Jedes Volk hat die Regierung, die es verdient

Die Politik bewegt sich nur, wenn sich die Menschen bewegen. Das ist die zentrale Botschaft von 2011 für das neue Jahr 2012. Und diese Botschaft hat es in sich.

An den großen Finanzzentren campieren Tausende Menschen vor den Börsen. Sie demonstrieren für ein Finanzsystem, das allen Menschen dient und nicht nur wenigen Spekulanten und Bänkern. In Stuttgart wehren sich Hunderttausende gegen die milliardenschwere Verlegung des Bahnhofs in die Tiefe des Raumes, während deutschlandweit wichtige Projekte des öffentlichen Verkehrs wegen Geldmangels aufgeschoben werden. Ebenfalls Hunderttausende gingen nach der Atomkatastrophe in Fukushima auf die Straßen, um Alternativen zur Atomkraft durchzusetzen. Die Eliten in den westlichen Demokratien (oder jene, die sich dafür halten) sehen sich einer bewegten Bevölkerung gegenüber - und ihr Widerstand wird umso größer, je stärker die Eliten an den »normalen« Bürgern vorbeiregieren.

Nordafrika, Syrien, Russland, Kongo: Autokraten in Not

Noch schwerer sind die Zeiten für die Autokraten dieser Welt geworden. Bewegte Bürger haben in wenigen Monaten die autokratischen Herrscher in Tunesien, Libyen, Ägypten und im Jemen entmachtet. In Syrien wächst die Rebellion. Auch in Saudi-Arabien und Bahrain ist die Unruhe groß. In Russland wurden die Menschen um ihre Wählerstimmen betrogen und stehen dagegen auf. Desgleichen im Kongo. Überall haben es die Menschen satt, sich von autoritären, oft korrupten Führern vorführen und betrügen zu lassen.

- - - -

§ **Aufgaben**:
A - Erläutere in einem bis drei Sätzen, wovon laut dem Text über die Proteste von 2011 abhängt, wie stark der Widerstand der Bevölkerung in den westlichen Demokratien wird.
B - Nimm den Text über die Proteste von 2011 nach seinem letzten Satz wieder auf und schreibe ihn weiter.
Die Datensätze werden hierfür nicht gebraucht.

- - - -

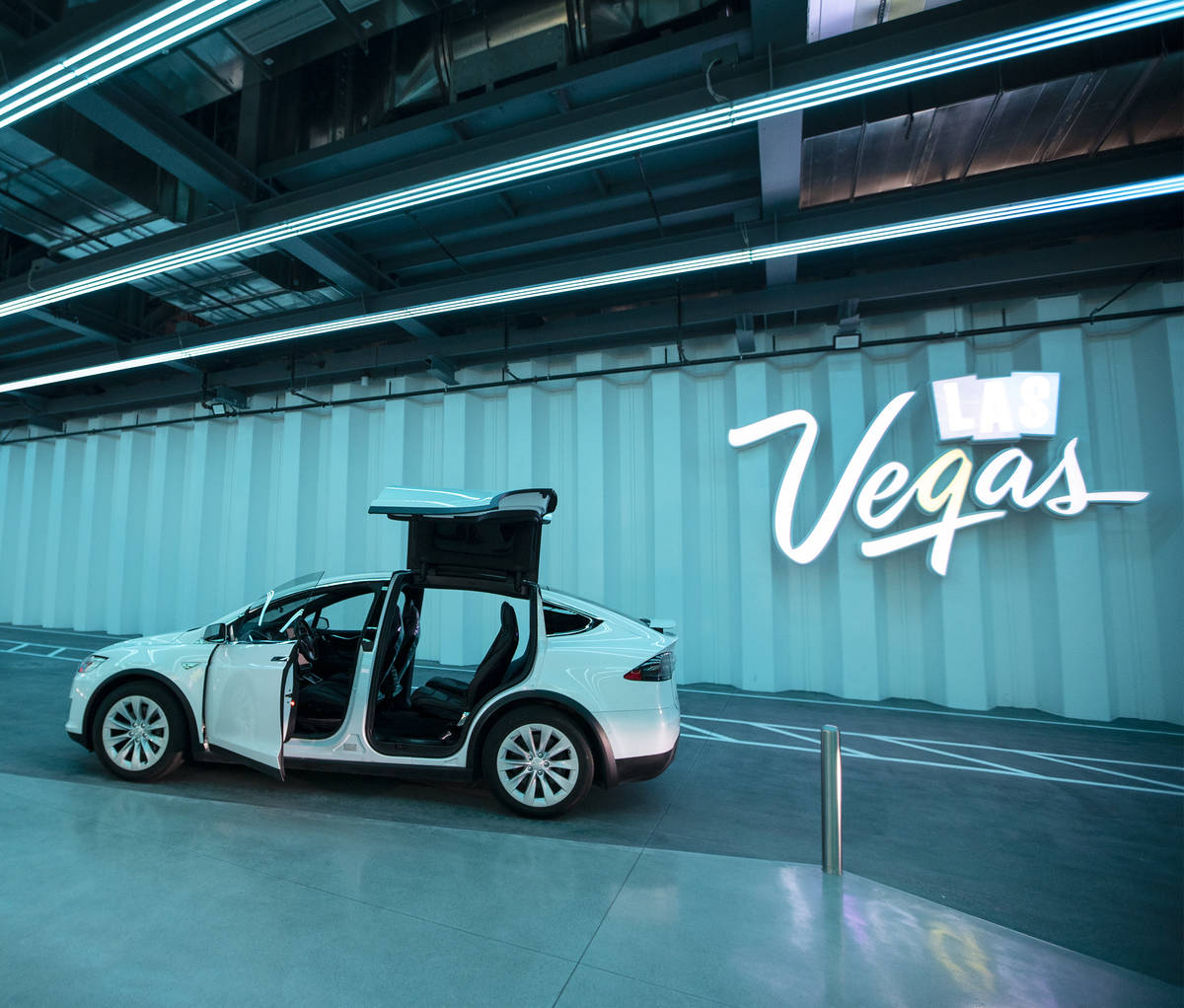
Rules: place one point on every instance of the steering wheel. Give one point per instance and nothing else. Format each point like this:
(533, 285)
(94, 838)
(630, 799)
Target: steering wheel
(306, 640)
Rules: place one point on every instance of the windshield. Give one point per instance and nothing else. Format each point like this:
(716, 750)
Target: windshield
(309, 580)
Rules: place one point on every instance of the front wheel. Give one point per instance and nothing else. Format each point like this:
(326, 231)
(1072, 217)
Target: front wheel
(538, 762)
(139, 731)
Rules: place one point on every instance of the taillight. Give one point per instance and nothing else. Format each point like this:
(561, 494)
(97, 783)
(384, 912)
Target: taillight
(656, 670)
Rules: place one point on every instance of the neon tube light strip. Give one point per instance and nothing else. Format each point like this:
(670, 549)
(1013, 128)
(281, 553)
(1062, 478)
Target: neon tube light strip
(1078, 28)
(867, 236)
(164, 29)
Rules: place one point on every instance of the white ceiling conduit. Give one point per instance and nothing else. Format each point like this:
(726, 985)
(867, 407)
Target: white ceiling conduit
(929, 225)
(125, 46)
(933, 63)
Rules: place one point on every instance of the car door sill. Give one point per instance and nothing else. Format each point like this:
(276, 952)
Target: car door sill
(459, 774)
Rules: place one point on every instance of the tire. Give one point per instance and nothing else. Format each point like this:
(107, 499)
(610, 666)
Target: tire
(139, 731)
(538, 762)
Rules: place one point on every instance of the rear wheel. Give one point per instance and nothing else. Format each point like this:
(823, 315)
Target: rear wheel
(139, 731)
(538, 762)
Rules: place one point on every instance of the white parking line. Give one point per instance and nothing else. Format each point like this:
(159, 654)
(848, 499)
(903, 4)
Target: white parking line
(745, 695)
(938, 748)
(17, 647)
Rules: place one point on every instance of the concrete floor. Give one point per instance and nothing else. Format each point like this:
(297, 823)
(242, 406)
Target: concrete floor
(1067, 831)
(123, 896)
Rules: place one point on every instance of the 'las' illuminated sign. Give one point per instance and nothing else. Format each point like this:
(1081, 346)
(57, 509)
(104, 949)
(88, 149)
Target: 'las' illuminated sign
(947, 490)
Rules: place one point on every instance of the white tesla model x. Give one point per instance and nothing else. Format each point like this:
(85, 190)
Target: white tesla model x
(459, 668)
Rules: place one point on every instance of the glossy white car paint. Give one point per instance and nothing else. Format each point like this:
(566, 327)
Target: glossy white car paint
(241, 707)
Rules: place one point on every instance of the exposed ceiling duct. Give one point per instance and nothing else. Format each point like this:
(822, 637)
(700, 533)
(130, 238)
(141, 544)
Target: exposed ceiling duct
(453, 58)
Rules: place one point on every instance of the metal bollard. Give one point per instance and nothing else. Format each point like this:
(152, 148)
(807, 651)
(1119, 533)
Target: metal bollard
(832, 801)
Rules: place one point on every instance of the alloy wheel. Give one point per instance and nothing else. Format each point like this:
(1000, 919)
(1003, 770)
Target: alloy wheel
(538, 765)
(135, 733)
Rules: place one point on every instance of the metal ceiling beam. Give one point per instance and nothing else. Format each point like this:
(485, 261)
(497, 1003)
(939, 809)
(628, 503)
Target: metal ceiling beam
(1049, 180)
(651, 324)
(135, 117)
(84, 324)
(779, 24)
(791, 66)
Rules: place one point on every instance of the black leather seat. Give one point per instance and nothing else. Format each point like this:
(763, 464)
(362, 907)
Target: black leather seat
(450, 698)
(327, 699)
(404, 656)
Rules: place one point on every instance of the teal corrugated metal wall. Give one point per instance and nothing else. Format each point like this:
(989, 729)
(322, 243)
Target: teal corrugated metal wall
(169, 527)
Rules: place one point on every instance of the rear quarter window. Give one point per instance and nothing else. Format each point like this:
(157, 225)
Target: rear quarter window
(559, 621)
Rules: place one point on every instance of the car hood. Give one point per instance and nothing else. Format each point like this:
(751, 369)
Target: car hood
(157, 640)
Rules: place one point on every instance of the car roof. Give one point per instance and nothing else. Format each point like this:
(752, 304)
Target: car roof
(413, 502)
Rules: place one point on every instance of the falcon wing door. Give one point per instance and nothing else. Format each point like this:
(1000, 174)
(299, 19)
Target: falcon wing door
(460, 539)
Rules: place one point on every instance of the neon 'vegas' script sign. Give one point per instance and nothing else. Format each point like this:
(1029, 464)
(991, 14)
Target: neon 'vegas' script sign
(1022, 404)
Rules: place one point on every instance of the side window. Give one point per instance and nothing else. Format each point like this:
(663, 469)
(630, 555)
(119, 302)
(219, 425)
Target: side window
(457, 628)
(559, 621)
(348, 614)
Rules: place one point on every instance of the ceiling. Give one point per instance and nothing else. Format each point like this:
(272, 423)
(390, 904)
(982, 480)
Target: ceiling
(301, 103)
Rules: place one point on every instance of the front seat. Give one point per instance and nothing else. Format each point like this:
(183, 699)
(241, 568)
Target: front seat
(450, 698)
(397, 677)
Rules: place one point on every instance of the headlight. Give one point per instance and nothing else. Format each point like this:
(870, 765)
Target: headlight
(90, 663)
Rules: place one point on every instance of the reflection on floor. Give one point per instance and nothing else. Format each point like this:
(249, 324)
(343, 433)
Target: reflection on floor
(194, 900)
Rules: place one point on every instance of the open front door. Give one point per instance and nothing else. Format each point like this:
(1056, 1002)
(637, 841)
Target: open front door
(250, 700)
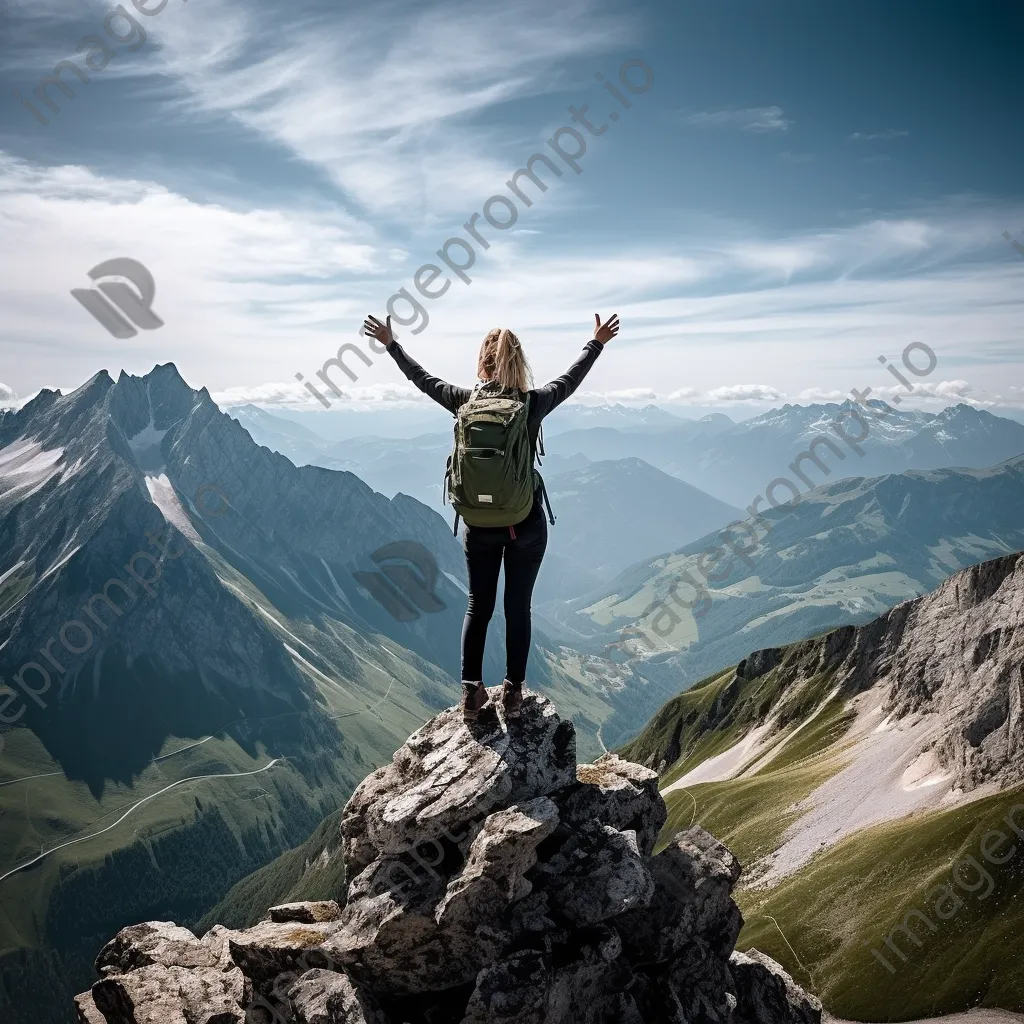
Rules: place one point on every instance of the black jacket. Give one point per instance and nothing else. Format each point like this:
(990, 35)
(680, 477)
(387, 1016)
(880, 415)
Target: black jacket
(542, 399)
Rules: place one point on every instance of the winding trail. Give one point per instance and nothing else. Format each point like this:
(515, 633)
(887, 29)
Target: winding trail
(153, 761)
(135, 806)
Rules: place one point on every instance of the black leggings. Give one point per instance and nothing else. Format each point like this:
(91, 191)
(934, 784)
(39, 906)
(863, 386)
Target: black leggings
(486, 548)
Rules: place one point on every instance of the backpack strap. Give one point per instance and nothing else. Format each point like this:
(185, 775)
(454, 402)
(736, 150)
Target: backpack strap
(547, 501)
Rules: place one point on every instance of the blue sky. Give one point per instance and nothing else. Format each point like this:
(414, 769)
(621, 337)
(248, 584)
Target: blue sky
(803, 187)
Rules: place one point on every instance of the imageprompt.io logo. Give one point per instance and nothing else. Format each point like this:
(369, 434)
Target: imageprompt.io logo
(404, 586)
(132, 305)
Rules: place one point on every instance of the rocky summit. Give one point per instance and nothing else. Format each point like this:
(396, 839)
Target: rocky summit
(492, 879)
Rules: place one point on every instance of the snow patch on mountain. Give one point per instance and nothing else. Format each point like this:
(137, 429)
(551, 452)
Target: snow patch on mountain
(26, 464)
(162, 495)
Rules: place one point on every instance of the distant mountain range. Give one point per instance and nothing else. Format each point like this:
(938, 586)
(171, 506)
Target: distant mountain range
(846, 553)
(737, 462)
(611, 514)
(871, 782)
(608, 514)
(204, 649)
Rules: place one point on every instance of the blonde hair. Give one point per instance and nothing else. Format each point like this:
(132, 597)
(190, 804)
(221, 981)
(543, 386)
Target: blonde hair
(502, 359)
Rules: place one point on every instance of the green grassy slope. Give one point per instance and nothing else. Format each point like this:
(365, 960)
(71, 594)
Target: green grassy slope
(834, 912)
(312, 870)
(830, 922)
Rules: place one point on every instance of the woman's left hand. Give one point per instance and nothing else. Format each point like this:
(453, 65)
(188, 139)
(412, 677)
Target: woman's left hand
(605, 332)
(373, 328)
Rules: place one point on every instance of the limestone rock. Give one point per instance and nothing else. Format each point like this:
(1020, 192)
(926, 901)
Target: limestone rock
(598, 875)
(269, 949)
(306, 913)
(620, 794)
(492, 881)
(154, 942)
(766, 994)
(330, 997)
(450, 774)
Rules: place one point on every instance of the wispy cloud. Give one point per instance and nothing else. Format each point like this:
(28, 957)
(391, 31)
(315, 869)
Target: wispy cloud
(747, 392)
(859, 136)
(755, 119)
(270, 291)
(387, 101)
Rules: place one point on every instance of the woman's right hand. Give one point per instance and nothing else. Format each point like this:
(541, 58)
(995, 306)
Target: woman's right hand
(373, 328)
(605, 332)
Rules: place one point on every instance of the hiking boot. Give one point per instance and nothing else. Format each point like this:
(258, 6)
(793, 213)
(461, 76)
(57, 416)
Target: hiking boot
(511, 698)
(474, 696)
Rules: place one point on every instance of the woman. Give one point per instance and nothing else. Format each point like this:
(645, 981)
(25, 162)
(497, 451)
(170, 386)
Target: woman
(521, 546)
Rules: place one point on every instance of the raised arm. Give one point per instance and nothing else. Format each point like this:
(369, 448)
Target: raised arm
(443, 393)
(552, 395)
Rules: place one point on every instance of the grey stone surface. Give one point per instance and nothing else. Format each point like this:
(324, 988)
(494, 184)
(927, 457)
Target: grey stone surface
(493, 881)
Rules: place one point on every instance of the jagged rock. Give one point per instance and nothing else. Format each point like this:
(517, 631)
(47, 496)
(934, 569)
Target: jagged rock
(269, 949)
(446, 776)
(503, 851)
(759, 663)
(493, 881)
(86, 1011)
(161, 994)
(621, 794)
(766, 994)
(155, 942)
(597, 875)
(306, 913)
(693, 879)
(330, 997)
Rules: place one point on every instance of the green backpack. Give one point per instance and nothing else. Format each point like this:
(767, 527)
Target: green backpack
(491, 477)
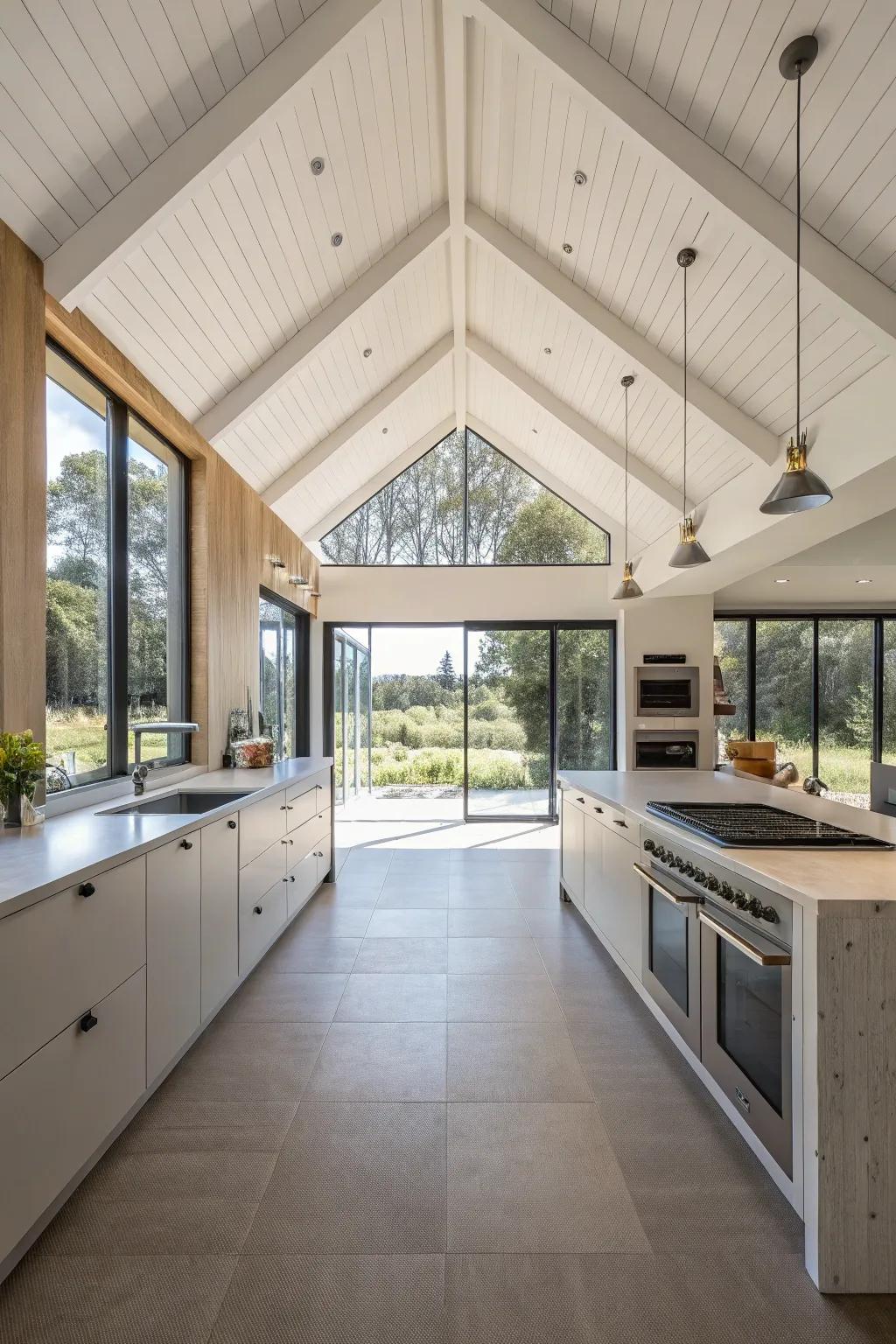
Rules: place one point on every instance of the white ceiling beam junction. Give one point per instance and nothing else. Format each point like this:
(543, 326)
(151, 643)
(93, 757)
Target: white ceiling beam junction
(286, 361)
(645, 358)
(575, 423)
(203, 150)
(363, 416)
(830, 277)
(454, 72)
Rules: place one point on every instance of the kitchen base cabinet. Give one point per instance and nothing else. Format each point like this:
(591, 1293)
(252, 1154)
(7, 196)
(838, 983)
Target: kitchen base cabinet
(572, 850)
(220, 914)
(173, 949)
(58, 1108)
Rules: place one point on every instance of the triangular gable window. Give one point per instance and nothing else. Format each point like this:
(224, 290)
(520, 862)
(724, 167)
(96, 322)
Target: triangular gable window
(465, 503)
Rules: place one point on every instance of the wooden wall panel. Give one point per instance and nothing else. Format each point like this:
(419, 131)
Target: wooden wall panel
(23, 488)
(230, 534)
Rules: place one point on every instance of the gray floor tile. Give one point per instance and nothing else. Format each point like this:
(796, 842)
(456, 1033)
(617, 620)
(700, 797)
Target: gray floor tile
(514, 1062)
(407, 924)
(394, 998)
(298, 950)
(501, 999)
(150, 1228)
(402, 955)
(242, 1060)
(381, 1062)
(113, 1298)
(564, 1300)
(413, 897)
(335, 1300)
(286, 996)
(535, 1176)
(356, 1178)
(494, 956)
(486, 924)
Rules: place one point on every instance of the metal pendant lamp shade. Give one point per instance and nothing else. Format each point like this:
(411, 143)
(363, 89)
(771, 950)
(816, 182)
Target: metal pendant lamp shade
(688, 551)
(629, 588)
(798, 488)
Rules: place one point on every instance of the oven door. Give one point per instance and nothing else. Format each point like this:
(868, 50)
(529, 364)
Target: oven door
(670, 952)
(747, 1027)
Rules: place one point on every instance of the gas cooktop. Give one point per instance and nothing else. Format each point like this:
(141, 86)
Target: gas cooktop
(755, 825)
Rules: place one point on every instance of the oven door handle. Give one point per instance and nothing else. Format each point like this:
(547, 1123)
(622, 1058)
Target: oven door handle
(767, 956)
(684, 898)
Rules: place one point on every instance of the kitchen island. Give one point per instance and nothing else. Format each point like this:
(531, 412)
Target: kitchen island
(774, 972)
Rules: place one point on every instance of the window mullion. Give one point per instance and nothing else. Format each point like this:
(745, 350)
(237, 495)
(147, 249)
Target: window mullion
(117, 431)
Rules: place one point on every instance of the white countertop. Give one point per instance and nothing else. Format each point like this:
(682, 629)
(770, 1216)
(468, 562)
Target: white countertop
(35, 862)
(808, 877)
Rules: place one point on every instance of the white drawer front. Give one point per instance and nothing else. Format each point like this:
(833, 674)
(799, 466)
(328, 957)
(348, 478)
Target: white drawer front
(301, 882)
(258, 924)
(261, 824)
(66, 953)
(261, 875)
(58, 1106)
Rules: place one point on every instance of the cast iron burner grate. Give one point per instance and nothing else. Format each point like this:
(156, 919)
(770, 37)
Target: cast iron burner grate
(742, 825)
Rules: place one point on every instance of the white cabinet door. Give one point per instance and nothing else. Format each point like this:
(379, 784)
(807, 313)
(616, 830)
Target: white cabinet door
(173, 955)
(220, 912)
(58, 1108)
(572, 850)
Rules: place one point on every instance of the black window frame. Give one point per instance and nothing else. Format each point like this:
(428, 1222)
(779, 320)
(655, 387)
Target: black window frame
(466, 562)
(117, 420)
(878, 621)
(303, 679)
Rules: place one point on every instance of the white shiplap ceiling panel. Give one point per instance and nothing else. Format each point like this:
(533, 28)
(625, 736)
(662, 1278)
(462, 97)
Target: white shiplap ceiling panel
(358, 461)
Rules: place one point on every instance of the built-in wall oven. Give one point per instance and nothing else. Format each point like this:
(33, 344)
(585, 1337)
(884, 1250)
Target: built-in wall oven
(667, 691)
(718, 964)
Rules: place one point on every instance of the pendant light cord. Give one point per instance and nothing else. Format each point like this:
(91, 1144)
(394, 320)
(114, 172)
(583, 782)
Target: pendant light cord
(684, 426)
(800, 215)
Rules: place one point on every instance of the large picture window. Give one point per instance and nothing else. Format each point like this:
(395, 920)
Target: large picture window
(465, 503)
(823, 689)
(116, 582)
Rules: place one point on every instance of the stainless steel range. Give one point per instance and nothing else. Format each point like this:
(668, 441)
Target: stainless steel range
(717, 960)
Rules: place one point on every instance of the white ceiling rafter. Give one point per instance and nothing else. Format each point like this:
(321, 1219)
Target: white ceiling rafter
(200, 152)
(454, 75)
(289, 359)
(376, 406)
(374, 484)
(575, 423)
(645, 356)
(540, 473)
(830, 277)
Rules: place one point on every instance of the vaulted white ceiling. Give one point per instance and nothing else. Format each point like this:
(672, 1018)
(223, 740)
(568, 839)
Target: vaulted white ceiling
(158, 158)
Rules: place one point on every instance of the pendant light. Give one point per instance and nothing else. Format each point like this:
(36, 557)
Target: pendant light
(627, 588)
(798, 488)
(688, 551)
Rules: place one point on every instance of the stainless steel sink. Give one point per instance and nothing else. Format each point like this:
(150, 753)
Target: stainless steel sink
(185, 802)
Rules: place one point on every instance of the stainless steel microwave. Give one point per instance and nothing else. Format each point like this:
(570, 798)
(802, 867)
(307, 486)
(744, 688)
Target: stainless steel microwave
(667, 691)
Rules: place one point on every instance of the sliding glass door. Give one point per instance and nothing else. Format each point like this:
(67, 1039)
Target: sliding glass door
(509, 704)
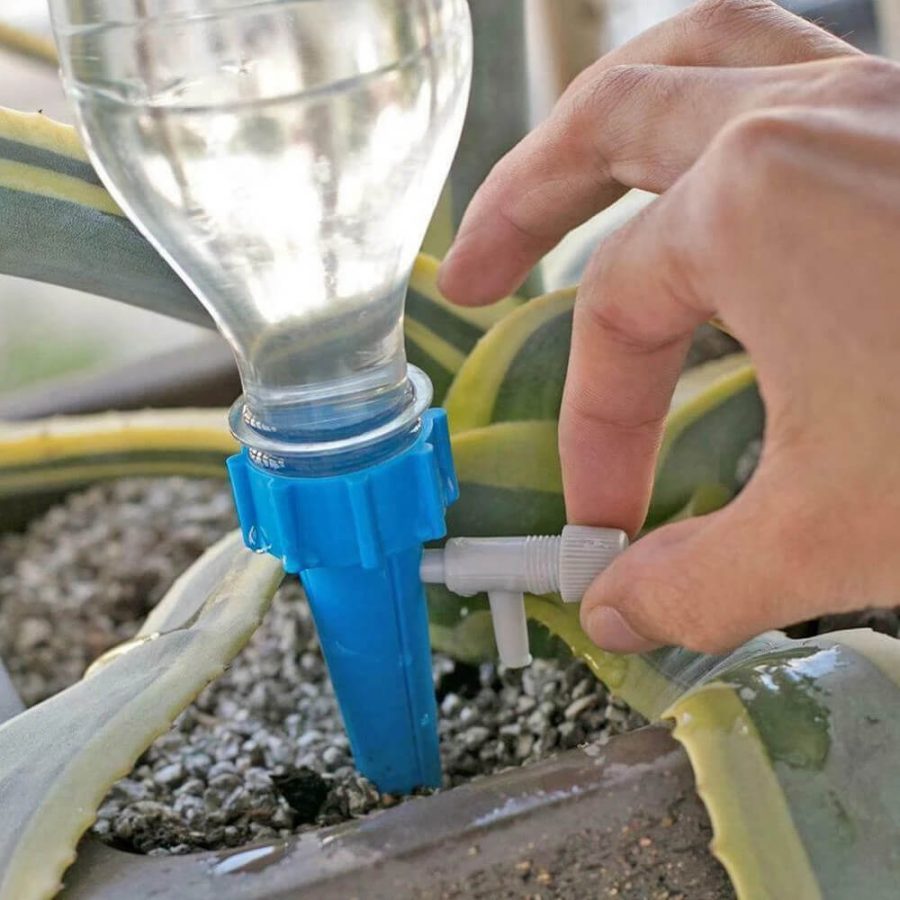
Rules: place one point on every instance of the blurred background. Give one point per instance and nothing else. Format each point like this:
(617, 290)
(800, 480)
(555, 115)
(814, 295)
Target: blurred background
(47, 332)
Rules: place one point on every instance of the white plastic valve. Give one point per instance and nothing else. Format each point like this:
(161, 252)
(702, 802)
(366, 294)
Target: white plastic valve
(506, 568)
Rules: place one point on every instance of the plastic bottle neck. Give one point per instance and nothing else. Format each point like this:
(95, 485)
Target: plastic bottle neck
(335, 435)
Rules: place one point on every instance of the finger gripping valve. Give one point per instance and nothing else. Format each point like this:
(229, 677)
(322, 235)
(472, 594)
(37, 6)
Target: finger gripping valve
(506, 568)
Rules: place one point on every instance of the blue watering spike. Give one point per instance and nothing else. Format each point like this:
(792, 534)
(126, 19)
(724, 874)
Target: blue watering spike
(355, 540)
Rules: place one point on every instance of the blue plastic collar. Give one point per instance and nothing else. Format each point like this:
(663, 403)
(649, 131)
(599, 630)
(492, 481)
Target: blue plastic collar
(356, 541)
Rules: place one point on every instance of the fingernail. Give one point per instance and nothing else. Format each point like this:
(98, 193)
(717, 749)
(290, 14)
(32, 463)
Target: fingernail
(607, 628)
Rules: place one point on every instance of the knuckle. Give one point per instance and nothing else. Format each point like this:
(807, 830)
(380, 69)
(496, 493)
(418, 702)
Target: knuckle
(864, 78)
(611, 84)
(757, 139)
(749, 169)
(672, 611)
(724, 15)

- - - -

§ **Ergebnisse je Aufgabe**:
A - Der Widerstand wird umso größer, je stärker die Eliten an den »normalen« Bürgern vorbeiregieren.

B -
Globales Bewusstsein für Menschenrechte

Die Gründe für die Rebellionen sind vielfältig. In den westlichen Demokratien haben die Finanzkrise und die Atomkatastrophe in Fukushima den Menschen vor Augen geführt, dass eine wirtschaftliche Entwicklung keine Zukunft hat, die auf unkalkulierbaren Großtechnologien und auf einer ungedeckten Geldschwemme beruht. Da die Politiker bisher keine Auswege weisen, fordern die Menschen diese jetzt selbst ein. Die Aufstände im Süden zeigen, dass nicht nur Wirtschaft und Finanzen globalisiert wurden, sondern auch das Bewusstsein für die Menschenrechte. Weltweit sind die Menschen mündiger geworden. Und weltweit nutzen sie die neuen Informationstechnologien vom Handy bis zum Internet, um sich zu informieren und zu organisieren. Gegen so viel gelebte Gegenmacht werden die Mächtigen immer machtloser.

Und die Politik bewegt sich doch

Bleibt die Frage: Wird die Politik von den bewegten Menschen in die richtige Richtung bewegt? Die Antwort: In Deutschland auf jeden Fall. Noch im Oktober 2010 hatte die Bundesregierung unter Angela Merkel die Verlängerung der Laufzeiten der Atomkraftwerke beschlossen; nach Fukushima musste sie die Kehrtwende einläuten. Zu groß wurde der Widerstand der Bürger gegen die Atomkraft. Im Falle von Stuttgart 21 siegten die Befürworter des Tiefbahnhofes in einer bemerkenswerten Volksabstimmung. Doch die Botschaft für Politik und Wirtschaft ist eindeutig: Großprojekte können nicht mehr einfach ausgekungelt werden, es braucht die Beteiligung der Bürger. Und die Occupy-Bewegung? Auch die hat viel bewirkt. Die US-Regierung reguliert das Finanzsystem. Und schon kurz nachdem Bürger in Frankfurt vor der Europäischen Zentralbank campierten, beschlossen Merkel und Co. den Erlass eines Teils der Schulden für Griechenland. Die Politik bewegt sich doch.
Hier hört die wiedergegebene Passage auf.